*THE REQUEST*
Copy the records from the line with "target | horse's forelock" through the end of the records, switching "car window" to "side window" and leaving everything else unchanged.

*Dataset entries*
## Begin

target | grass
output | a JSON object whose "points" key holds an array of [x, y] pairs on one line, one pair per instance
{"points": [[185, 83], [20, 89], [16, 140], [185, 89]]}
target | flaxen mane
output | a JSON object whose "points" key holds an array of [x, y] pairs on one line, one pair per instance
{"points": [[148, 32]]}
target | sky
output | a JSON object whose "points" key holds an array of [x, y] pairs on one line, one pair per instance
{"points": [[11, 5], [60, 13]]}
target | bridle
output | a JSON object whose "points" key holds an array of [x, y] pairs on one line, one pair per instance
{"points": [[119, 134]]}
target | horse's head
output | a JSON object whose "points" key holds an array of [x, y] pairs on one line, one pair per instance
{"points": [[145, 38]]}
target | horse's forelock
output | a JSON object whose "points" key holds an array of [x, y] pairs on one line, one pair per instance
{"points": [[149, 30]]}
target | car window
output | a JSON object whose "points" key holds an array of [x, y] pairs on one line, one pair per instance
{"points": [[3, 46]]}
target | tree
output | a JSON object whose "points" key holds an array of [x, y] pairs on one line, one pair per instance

## End

*THE ANSWER*
target | horse's forelock
output | a JSON object whose "points" key holds an array of [x, y] pairs on one line, one pair per instance
{"points": [[149, 30]]}
target | side window
output | a JSON object whose "points" key holds an array of [x, y] pairs on one line, one pair per instance
{"points": [[3, 46]]}
target | tree
output | a JSON object whose "points" key holds an array of [x, y] pairs on one line, one pair per instance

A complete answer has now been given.